• [Work to complete] Copy all of the items below verbatim, line for line, leaving out every picture.

• [Data supplied]
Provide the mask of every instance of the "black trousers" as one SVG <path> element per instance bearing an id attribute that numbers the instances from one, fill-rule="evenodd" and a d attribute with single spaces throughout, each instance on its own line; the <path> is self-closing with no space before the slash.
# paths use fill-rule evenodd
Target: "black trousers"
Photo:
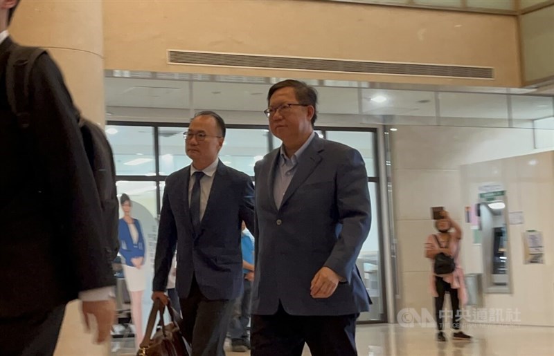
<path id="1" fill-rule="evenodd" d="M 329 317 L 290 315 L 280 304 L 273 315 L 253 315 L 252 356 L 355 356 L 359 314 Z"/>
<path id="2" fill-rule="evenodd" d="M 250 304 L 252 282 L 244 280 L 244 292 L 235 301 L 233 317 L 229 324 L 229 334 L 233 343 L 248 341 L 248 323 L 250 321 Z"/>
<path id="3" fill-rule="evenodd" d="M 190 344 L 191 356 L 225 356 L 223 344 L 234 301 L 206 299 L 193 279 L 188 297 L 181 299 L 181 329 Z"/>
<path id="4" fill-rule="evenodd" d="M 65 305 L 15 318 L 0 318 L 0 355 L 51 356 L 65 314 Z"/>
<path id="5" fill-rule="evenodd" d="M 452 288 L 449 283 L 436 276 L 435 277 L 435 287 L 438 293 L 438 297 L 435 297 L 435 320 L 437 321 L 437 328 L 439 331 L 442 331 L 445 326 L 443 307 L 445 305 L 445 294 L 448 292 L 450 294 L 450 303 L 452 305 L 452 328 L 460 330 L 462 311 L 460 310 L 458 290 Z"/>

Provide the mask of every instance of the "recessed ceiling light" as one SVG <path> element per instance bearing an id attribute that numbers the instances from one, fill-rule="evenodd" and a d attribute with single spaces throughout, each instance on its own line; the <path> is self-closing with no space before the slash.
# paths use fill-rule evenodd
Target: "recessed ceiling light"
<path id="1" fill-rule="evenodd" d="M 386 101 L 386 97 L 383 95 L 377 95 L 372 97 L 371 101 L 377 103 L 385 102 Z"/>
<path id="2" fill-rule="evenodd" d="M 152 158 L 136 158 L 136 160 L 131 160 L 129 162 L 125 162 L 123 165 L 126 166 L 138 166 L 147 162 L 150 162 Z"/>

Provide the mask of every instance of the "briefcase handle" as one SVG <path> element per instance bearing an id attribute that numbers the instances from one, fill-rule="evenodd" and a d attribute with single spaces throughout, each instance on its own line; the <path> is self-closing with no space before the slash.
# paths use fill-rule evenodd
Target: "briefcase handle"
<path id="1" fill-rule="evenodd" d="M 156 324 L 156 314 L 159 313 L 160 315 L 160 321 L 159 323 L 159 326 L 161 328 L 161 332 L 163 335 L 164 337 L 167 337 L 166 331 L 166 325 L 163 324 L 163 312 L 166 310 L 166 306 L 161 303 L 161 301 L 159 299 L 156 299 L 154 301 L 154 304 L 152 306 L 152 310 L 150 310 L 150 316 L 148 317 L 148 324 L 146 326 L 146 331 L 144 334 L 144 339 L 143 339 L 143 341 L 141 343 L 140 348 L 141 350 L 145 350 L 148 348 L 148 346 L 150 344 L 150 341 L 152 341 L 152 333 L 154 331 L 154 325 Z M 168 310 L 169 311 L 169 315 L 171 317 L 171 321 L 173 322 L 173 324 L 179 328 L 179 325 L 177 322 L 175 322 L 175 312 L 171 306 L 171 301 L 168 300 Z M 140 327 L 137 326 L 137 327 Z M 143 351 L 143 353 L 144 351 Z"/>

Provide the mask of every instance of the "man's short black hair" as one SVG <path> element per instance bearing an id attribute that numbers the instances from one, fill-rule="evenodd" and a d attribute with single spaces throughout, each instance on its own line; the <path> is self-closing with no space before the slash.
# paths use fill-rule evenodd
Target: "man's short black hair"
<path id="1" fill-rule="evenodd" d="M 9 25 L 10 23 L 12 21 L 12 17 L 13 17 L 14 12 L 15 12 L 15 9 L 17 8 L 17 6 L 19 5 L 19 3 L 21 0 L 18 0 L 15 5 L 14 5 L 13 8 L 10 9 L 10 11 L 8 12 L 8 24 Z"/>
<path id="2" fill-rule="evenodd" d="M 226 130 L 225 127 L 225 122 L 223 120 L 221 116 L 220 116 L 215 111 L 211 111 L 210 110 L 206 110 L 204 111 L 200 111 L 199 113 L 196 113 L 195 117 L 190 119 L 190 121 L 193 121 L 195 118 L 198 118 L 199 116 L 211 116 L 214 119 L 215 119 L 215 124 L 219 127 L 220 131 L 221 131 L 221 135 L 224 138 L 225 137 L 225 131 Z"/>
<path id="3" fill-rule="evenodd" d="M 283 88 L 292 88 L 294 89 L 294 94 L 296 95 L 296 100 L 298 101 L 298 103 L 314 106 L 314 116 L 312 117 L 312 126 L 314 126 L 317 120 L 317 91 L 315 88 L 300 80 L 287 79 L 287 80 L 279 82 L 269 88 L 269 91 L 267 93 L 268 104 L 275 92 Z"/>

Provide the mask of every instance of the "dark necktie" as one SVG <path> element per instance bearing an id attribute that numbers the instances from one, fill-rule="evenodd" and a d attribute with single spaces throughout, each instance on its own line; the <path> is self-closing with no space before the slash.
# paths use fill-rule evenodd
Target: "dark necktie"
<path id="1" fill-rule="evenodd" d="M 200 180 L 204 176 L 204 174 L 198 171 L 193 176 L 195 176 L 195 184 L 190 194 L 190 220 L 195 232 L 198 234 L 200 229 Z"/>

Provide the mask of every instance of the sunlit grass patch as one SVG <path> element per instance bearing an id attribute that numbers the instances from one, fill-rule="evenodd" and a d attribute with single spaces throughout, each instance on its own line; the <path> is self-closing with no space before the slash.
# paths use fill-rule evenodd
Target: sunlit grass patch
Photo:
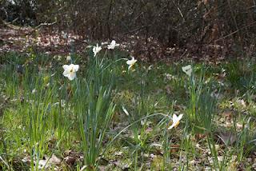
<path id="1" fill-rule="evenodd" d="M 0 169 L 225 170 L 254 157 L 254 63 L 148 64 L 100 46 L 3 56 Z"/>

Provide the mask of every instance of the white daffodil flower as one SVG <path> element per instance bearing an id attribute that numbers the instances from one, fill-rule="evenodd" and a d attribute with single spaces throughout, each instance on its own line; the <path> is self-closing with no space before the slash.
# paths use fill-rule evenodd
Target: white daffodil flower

• [Correct result]
Provide the mask of every instance of the "black trousers" as one SVG <path> element per instance bearing an id attribute that numbers the instances from one, fill-rule="evenodd" and a d attribute with single spaces throughout, each instance on its own line; the <path> is self-closing with no space before the slash.
# paths use fill-rule evenodd
Target: "black trousers"
Photo:
<path id="1" fill-rule="evenodd" d="M 329 317 L 290 315 L 280 304 L 273 315 L 253 315 L 252 356 L 355 356 L 359 314 Z"/>
<path id="2" fill-rule="evenodd" d="M 250 304 L 252 282 L 244 280 L 244 292 L 235 301 L 233 317 L 229 324 L 229 334 L 233 343 L 248 341 L 248 323 L 250 321 Z"/>
<path id="3" fill-rule="evenodd" d="M 190 344 L 191 356 L 225 356 L 223 344 L 234 301 L 206 299 L 193 279 L 188 297 L 181 299 L 181 329 Z"/>
<path id="4" fill-rule="evenodd" d="M 65 305 L 15 318 L 0 318 L 0 355 L 51 356 L 65 314 Z"/>
<path id="5" fill-rule="evenodd" d="M 452 288 L 449 283 L 436 276 L 435 277 L 435 287 L 438 293 L 438 297 L 435 297 L 435 320 L 437 321 L 437 328 L 439 331 L 442 331 L 445 326 L 443 307 L 445 305 L 445 294 L 448 292 L 450 294 L 450 303 L 452 305 L 452 328 L 460 330 L 462 311 L 460 310 L 458 290 Z"/>

Provide the mask of every instance of the "recessed ceiling light" as one SVG <path> element per instance bearing an id attribute that numbers the instances from one, fill-rule="evenodd" and a d attribute with single spaces throughout, each instance on its own line; the <path> is self-closing with no space before the slash.
# paths use fill-rule evenodd
Target: "recessed ceiling light"
<path id="1" fill-rule="evenodd" d="M 386 101 L 386 97 L 383 95 L 377 95 L 372 97 L 371 101 L 377 103 L 385 102 Z"/>
<path id="2" fill-rule="evenodd" d="M 152 158 L 136 158 L 136 160 L 131 160 L 129 162 L 125 162 L 123 165 L 126 166 L 138 166 L 147 162 L 150 162 Z"/>

Provide the mask of every instance of the "briefcase handle" as one SVG <path> element per instance bearing an id attribute that numbers the instances from one, fill-rule="evenodd" and a d attribute with single spaces throughout, each instance on its own line; the <path> is self-closing with no space before the slash.
# paths use fill-rule evenodd
Target: "briefcase handle"
<path id="1" fill-rule="evenodd" d="M 156 324 L 156 314 L 159 313 L 160 315 L 160 321 L 159 323 L 159 326 L 161 328 L 161 332 L 163 335 L 164 337 L 167 337 L 166 331 L 166 325 L 163 324 L 163 312 L 166 310 L 166 306 L 161 303 L 161 301 L 159 299 L 156 299 L 154 301 L 154 304 L 152 306 L 152 310 L 150 310 L 150 316 L 148 317 L 148 324 L 146 326 L 146 331 L 144 334 L 144 339 L 143 339 L 143 341 L 141 343 L 140 348 L 141 350 L 145 350 L 148 348 L 148 346 L 150 344 L 150 341 L 152 341 L 152 333 L 154 331 L 154 325 Z M 168 310 L 169 311 L 169 315 L 171 317 L 171 321 L 173 322 L 173 324 L 179 328 L 179 325 L 177 322 L 175 322 L 175 312 L 171 306 L 171 301 L 168 300 Z M 140 327 L 137 326 L 137 327 Z M 143 351 L 143 353 L 144 351 Z"/>

Provide the mask of every instance of the "man's short black hair" as one SVG <path> element per instance bearing an id attribute that numbers the instances from one, fill-rule="evenodd" and a d attribute with single spaces throughout, each instance on its own line; the <path> is self-closing with no space before the slash.
# paths use fill-rule evenodd
Target: "man's short black hair"
<path id="1" fill-rule="evenodd" d="M 9 25 L 10 23 L 12 21 L 12 17 L 13 17 L 14 12 L 15 12 L 15 9 L 17 8 L 17 6 L 19 5 L 19 3 L 21 0 L 18 0 L 15 5 L 14 5 L 13 8 L 10 9 L 10 11 L 8 12 L 8 24 Z"/>
<path id="2" fill-rule="evenodd" d="M 226 130 L 225 127 L 225 122 L 223 120 L 221 116 L 220 116 L 215 111 L 211 111 L 210 110 L 206 110 L 204 111 L 200 111 L 199 113 L 196 113 L 195 117 L 190 119 L 190 121 L 193 121 L 195 118 L 198 118 L 199 116 L 211 116 L 214 119 L 215 119 L 215 124 L 219 127 L 220 131 L 221 131 L 221 135 L 224 138 L 225 137 L 225 131 Z"/>
<path id="3" fill-rule="evenodd" d="M 283 88 L 292 88 L 294 89 L 294 94 L 296 95 L 296 100 L 298 101 L 298 103 L 314 106 L 314 116 L 312 117 L 312 126 L 314 126 L 317 120 L 317 91 L 315 88 L 300 80 L 287 79 L 287 80 L 279 82 L 269 88 L 269 91 L 267 93 L 268 104 L 275 92 Z"/>

Provide the mask of every instance of the "dark necktie" as one SVG <path> element per instance bearing an id attribute that numbers the instances from one, fill-rule="evenodd" and a d attribute with single spaces throughout, each instance on its own line; the <path> is self-closing with no space before the slash.
# paths use fill-rule evenodd
Target: "dark necktie"
<path id="1" fill-rule="evenodd" d="M 200 180 L 204 176 L 204 174 L 198 171 L 193 176 L 195 176 L 195 184 L 190 194 L 190 220 L 195 232 L 198 234 L 200 229 Z"/>

Provide the mask of every instance of the sunlit grass patch as one SVG <path> element per instance bearing an id attribute that numbers the instances from one, fill-rule="evenodd" and a d attribute with single spaces throughout, each instance on its own line; the <path> is self-closing with no space before the slash.
# paths use fill-rule evenodd
Target: sunlit grass patch
Photo:
<path id="1" fill-rule="evenodd" d="M 0 169 L 225 170 L 254 157 L 254 63 L 148 64 L 100 46 L 3 56 Z"/>

Provide the mask of every instance of the white daffodil flower as one SVG <path> element per instance bearing an id attribute that numbers the instances from one, fill-rule="evenodd" and a d attribute with single spaces throughout, each instance on its own line; the <path> is self-closing with no space before the slash.
# paths use fill-rule evenodd
Target: white daffodil flower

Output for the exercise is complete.